──────── Stored records
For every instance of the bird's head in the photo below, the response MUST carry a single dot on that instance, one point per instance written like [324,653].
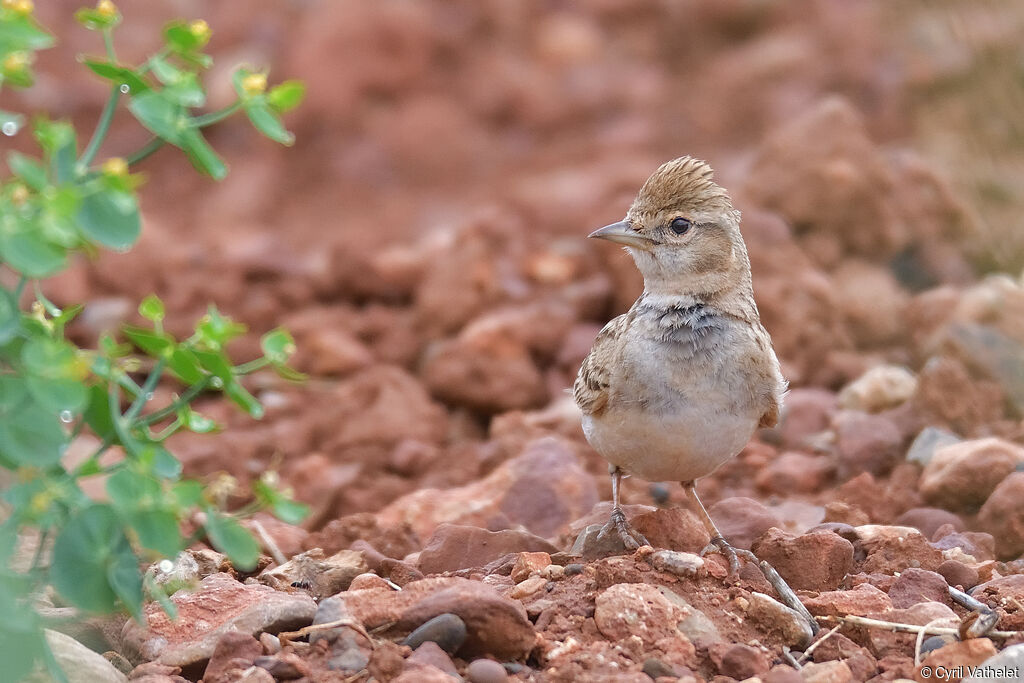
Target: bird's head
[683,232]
────────────────
──────── Stored records
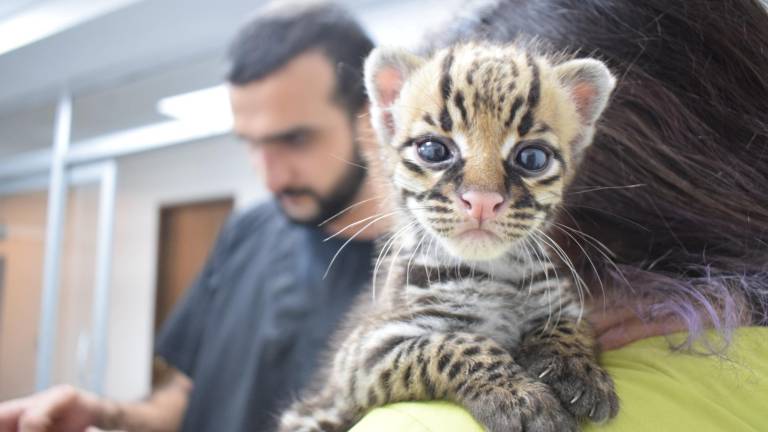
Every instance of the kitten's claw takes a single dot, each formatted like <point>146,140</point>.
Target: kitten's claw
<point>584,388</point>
────────────────
How many lines in the listing contain the word "claw"? Reply with the number alone.

2